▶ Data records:
* * * *

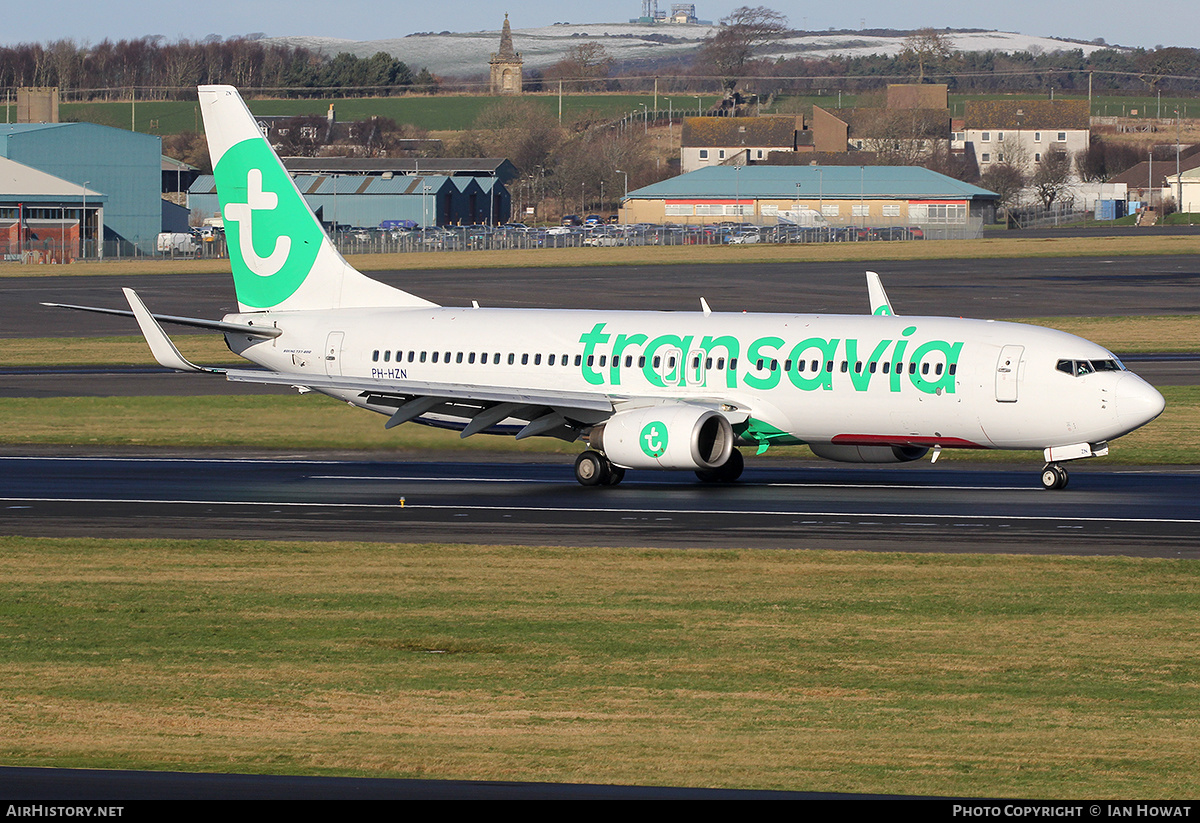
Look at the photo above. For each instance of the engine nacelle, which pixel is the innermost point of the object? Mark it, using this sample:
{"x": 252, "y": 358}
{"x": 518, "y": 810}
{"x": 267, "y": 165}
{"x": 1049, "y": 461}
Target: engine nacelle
{"x": 665, "y": 437}
{"x": 849, "y": 454}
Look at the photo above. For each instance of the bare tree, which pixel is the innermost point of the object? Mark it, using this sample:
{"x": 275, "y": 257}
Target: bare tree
{"x": 587, "y": 62}
{"x": 735, "y": 42}
{"x": 1007, "y": 180}
{"x": 1051, "y": 179}
{"x": 925, "y": 47}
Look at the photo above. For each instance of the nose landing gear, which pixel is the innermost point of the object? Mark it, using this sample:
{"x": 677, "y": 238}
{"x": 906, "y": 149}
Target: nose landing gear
{"x": 1054, "y": 476}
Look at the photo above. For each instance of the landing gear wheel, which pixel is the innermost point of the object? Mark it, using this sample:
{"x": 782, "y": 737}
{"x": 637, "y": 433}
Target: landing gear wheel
{"x": 726, "y": 473}
{"x": 1054, "y": 476}
{"x": 592, "y": 469}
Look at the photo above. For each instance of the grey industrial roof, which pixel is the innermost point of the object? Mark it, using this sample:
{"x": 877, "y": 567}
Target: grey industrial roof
{"x": 905, "y": 182}
{"x": 18, "y": 180}
{"x": 327, "y": 184}
{"x": 447, "y": 166}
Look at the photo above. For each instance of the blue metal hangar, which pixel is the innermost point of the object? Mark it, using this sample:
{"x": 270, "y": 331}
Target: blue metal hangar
{"x": 125, "y": 167}
{"x": 843, "y": 194}
{"x": 367, "y": 191}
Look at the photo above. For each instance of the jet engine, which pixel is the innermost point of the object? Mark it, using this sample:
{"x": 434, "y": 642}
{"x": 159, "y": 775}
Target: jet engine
{"x": 665, "y": 437}
{"x": 850, "y": 454}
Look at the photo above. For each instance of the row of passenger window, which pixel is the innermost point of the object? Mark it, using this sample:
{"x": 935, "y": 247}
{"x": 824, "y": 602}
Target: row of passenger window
{"x": 601, "y": 361}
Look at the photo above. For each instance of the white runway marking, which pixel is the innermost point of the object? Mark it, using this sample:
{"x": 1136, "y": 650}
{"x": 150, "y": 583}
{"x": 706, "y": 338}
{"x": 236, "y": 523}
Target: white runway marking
{"x": 760, "y": 512}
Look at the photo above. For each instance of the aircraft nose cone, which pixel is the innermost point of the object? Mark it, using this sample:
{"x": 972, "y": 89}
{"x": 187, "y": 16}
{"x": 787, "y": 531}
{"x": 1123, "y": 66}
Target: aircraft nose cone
{"x": 1138, "y": 402}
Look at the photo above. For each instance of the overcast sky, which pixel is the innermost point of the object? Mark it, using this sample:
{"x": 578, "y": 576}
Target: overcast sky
{"x": 1163, "y": 23}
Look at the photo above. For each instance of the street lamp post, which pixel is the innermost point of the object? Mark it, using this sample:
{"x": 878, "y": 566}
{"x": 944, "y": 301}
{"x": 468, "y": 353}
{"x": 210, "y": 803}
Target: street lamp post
{"x": 627, "y": 186}
{"x": 83, "y": 222}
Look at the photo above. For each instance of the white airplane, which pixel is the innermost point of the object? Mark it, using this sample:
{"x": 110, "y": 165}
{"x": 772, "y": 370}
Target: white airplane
{"x": 646, "y": 390}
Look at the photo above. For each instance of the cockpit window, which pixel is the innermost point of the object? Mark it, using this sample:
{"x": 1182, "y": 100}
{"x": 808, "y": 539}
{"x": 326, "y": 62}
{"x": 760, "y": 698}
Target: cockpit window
{"x": 1084, "y": 367}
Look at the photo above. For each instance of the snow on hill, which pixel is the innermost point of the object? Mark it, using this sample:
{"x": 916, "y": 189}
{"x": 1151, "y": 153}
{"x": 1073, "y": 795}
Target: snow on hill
{"x": 460, "y": 54}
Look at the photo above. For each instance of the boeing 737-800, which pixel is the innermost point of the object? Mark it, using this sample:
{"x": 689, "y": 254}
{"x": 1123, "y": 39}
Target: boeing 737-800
{"x": 645, "y": 390}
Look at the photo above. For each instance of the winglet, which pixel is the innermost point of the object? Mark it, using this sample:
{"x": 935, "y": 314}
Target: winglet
{"x": 880, "y": 304}
{"x": 163, "y": 350}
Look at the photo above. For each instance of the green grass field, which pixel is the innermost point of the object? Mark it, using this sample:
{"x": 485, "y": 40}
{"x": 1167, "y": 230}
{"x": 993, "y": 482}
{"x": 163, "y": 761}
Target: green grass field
{"x": 459, "y": 112}
{"x": 841, "y": 672}
{"x": 1122, "y": 242}
{"x": 437, "y": 113}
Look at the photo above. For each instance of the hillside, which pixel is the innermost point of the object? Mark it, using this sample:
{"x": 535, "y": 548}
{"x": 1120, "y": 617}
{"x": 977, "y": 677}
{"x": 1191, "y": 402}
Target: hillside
{"x": 462, "y": 54}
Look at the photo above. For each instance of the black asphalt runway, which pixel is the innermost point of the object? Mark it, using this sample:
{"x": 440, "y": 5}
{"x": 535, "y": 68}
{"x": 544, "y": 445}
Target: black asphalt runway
{"x": 987, "y": 289}
{"x": 1105, "y": 510}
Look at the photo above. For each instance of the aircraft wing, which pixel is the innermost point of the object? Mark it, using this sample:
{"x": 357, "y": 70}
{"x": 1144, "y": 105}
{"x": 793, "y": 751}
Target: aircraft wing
{"x": 547, "y": 413}
{"x": 880, "y": 302}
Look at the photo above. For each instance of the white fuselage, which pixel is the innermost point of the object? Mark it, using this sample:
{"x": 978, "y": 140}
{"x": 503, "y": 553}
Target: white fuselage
{"x": 835, "y": 379}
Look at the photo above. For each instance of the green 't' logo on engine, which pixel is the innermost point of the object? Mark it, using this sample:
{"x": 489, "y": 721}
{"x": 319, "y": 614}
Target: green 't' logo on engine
{"x": 271, "y": 234}
{"x": 653, "y": 439}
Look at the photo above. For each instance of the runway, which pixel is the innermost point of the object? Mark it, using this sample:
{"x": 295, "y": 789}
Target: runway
{"x": 981, "y": 288}
{"x": 1105, "y": 510}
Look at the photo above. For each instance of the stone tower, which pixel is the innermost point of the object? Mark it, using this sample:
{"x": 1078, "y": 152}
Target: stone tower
{"x": 507, "y": 65}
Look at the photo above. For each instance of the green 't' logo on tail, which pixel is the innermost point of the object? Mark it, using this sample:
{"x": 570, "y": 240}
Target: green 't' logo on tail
{"x": 273, "y": 235}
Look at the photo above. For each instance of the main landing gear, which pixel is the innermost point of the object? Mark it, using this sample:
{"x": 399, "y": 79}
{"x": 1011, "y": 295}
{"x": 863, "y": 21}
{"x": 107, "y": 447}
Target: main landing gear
{"x": 726, "y": 473}
{"x": 1054, "y": 476}
{"x": 594, "y": 469}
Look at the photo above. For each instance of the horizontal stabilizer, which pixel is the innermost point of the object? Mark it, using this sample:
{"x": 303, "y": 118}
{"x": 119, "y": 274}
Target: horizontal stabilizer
{"x": 582, "y": 404}
{"x": 193, "y": 322}
{"x": 163, "y": 350}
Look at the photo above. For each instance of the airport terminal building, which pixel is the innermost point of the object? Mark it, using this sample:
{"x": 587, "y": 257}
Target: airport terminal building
{"x": 843, "y": 194}
{"x": 90, "y": 167}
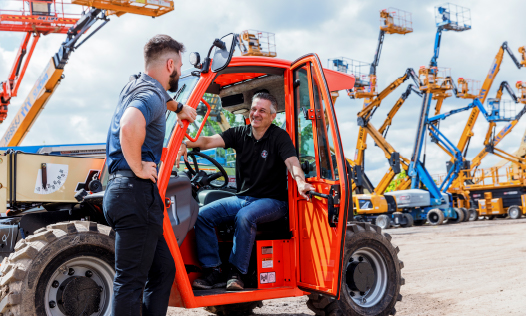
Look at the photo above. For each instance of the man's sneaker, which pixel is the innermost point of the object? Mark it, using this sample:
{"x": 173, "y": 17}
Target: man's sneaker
{"x": 234, "y": 282}
{"x": 213, "y": 278}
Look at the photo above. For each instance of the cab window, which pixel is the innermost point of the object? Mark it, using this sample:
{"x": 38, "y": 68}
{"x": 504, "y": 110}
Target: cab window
{"x": 304, "y": 136}
{"x": 326, "y": 155}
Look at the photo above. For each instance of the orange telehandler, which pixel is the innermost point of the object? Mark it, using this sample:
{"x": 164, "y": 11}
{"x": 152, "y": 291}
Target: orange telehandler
{"x": 59, "y": 257}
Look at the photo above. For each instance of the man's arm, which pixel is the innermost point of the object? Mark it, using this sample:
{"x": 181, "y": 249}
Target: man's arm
{"x": 293, "y": 165}
{"x": 131, "y": 135}
{"x": 203, "y": 142}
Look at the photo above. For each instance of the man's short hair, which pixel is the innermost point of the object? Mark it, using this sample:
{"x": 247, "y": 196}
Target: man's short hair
{"x": 158, "y": 45}
{"x": 268, "y": 97}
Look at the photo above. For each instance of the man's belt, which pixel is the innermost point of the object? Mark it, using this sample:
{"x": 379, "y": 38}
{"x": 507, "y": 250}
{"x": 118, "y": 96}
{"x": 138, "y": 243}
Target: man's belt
{"x": 122, "y": 173}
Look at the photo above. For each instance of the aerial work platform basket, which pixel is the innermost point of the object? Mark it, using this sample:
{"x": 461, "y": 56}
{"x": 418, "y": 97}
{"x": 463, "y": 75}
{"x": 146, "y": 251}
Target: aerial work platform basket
{"x": 435, "y": 79}
{"x": 396, "y": 21}
{"x": 41, "y": 17}
{"x": 152, "y": 8}
{"x": 521, "y": 86}
{"x": 453, "y": 17}
{"x": 500, "y": 110}
{"x": 468, "y": 88}
{"x": 359, "y": 69}
{"x": 257, "y": 43}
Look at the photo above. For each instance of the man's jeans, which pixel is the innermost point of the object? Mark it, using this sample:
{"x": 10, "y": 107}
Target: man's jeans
{"x": 247, "y": 212}
{"x": 134, "y": 209}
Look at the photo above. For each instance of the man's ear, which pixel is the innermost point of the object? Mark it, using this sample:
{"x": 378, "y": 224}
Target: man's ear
{"x": 170, "y": 65}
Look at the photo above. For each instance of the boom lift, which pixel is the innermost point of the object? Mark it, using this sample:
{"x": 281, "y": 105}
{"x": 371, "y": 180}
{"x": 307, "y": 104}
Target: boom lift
{"x": 48, "y": 81}
{"x": 317, "y": 249}
{"x": 37, "y": 19}
{"x": 434, "y": 83}
{"x": 468, "y": 191}
{"x": 369, "y": 206}
{"x": 463, "y": 143}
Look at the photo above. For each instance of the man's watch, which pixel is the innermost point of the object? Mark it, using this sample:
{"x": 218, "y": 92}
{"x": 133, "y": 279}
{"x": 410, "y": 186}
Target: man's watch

* * * *

▶ PROBLEM DESCRIPTION:
Starting at the beginning of the records and ending at the line that contains "Target: engine nacelle", write the lines out again with "engine nacelle" changed to "engine pod" and nothing else altered. Leave the pictures out of the answer.

▶ EXERCISE RESULT:
Look at the photo above. For each instance of the engine pod, which pixel is the innermost point of the object? Mark it, using this sample:
{"x": 252, "y": 358}
{"x": 518, "y": 810}
{"x": 267, "y": 165}
{"x": 1049, "y": 461}
Target: engine pod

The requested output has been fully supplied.